A falta, pues, de que culminen las que se prevén larguísimas negociaciones para la desconexión de Gran Bretaña, los 27 miembros restantes habrán de decidirse por lo que quieren que sea la nueva Unión Europea. Las tentaciones populistas de desintegrarla siguen estando presentes, pero sus programas y su comportamiento ya no pillan al electorado desprevenido. Como en el caso de Donald Trump en Estados Unidos, muchas de las ideas que esgrimen los populistas de derechas suenan a música celestial entre votantes-contribuyentes muy baqueteados por la crisis, de forma que los partidos de gobierno, tradicionales o nuevos, tendrán que tenerlas muy en cuenta. O sea, habrán de prestar mucha atención a la construcción de la Europa social, muy zarandeada por los recortes.
Respecto de los populismos de izquierdas la inquietud ha de ser forzosamente menor. Hay muchos votantes europeos que saben perfectamente lo que fue el paraíso soviético, y por si fuera poco disponen del ejemplo práctico de adónde han conducido esos populismos en Venezuela o Argentina, e incluso en la muy europea Grecia.
Como ya se esbozara en el Libro Blanco del presidente de la Comisión Europea, Jean-Claude Juncker, y en la minicumbre de Versalles (Francia, Alemania, Italia y España), Europa no puede perder el tren de la historia, y ese convoy no puede avanzar al ritmo que imponga el vagón más lento. En plata, se impondrá la Europa a dos o más velocidades. Por supuesto, los más débiles exigirán sin duda de los más fuertes –léase Alemania, sobre todo- generosidad en las ayudas para que no se retrasen. Pero, los más fuertes también estarán en su derecho de exigir a los perezosos un mayor esfuerzo por mantenerse en la carrera.
Seguridad y Defensa serán dos de los pilares básicos de esa nueva UE a 27. Constatado que la nueva Administración norteamericana no quiere seguir subvencionando ambos a los europeos, para que estos destinen esos fondos a disfrutar de un espléndido Estado de Bienestar (que algunos creen es un derecho eterno e inagotable), tocará reajustar presupuestos y comprobar que es uno mismo el primer encargado de defender y preservar la integridad de la propia casa. Frente al buenismo de los que creen que los atentados y las matanzas solo suceden lejos, el terrorismo yihadista ya se está encargando de recordar periódicamente que nadie está a salvo, y que Europa es un objetivo predilecto.

» **DATOS PROPORCIONADOS**
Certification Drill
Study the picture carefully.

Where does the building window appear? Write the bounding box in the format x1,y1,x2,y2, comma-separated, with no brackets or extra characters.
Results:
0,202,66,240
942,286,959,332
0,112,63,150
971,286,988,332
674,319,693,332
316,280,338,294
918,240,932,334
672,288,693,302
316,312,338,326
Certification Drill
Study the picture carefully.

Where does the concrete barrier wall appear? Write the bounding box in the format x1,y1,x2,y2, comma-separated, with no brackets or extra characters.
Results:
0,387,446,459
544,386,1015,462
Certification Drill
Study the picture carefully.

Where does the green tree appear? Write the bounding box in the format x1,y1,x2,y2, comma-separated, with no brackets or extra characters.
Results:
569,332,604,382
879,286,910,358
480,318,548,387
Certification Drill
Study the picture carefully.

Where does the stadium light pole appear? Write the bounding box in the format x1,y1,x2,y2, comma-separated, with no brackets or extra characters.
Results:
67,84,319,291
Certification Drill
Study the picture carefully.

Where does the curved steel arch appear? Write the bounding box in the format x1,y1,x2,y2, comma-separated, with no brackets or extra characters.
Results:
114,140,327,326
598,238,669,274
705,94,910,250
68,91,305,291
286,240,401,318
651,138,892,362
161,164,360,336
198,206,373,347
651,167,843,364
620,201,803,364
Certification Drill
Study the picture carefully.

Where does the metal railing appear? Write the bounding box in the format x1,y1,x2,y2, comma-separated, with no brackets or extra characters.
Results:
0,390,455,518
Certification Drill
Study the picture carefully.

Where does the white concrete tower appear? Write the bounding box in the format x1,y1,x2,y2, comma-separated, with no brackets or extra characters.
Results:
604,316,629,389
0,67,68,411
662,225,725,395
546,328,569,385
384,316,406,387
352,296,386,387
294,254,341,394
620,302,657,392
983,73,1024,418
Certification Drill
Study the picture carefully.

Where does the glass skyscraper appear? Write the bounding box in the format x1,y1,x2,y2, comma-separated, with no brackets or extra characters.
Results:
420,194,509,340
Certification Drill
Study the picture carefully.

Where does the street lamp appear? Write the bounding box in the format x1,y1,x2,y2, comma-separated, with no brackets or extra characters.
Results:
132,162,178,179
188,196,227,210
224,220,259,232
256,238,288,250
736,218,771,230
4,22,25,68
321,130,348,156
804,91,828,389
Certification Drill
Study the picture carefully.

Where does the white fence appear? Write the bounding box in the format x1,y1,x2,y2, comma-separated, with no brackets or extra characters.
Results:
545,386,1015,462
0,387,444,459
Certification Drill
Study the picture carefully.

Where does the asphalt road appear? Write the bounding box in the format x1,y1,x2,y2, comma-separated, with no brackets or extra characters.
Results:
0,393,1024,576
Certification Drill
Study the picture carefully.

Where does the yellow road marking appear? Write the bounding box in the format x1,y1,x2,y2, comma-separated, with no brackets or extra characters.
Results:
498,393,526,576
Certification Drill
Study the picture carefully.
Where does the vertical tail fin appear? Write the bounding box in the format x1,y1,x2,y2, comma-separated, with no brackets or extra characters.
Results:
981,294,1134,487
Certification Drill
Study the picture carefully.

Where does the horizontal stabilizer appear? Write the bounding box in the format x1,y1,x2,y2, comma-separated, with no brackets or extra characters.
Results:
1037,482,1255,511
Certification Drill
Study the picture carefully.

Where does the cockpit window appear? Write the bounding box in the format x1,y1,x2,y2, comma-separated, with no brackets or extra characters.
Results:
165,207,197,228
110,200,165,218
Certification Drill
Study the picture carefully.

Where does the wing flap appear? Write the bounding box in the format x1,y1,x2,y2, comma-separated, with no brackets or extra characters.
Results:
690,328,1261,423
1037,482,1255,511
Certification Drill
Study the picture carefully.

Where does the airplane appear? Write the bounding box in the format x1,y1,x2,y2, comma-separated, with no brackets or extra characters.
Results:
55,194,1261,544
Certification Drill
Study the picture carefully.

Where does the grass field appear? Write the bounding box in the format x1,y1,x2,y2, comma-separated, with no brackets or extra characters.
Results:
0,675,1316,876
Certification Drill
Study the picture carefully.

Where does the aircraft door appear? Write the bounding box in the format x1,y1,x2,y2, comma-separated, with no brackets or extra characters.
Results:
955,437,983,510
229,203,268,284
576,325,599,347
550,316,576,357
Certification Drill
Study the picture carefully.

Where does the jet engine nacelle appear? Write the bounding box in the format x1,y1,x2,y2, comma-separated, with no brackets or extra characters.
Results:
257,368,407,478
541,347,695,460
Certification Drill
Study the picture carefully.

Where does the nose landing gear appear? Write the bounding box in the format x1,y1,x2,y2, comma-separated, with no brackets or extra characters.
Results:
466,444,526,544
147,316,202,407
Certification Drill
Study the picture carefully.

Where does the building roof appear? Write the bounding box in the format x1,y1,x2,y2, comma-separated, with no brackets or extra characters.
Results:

» **INSTRUCCIONES A SEGUIR**
Prosigue el fragmento sobre la Unión Europea a 27 tras la salida de Gran Bretaña, empezando justo después de su última oración.

» **RESULTADO DEL EJERCICIO**
La cooperación reforzada en materias tan sensibles como estas, además de otras que atañen más directamente a la economía y las finanzas (los eurobonos, por ejemplo), hay también muchos campos en los que la nueva Europa puede y debe avanzar unida, desde la educación al empleo, pasando por la reindustrialización y los transportes. En este caso, los estados habrán de plantearse hasta dónde quieren llegar en la cesión de soberanía, ya que si aún siguen queriendo enseñorearse de su propia parcelita ese avance conjunto será imposible, o como mínimo lo suficientemente lento como para perder su eficacia en un entorno tan descarnado y competitivo como el de la globalización actual.
Sería mucho soñar todavía con que la Unión Europea deviniera en los Estados Unidos de Europa, una idea que aún preconiza el líder liberal de la Eurocámara, el belga Guy Verhofstadt. Pero, si esa meta queda muy lejos, la contraria, la de volver a la plena soberanía de los Estados es simplemente una quimera irrealizable. Todos y cada uno serían fagocitados por nuestra competencia y por los enemigos del exterior, que los tenemos, y muy poderosos.
Frente al derrotismo de los que dan por finiquitado el sueño europeo la UE puede afrontar esta nueva etapa de su historia con el orgullo de ser un auténtico y contrastado espacio de paz y de libertad; con una economía próspera y con 500 millones de personas que pueden volver a ser el espejo de valores en el que muchas otras sociedades, países y conglomerados regionales quieran mirarse. Hay mucho por hacer, mucho en lo que trabajar e infinitas ilusiones que alumbrar, tanto para los europeos de hoy como para los del inmediato futuro.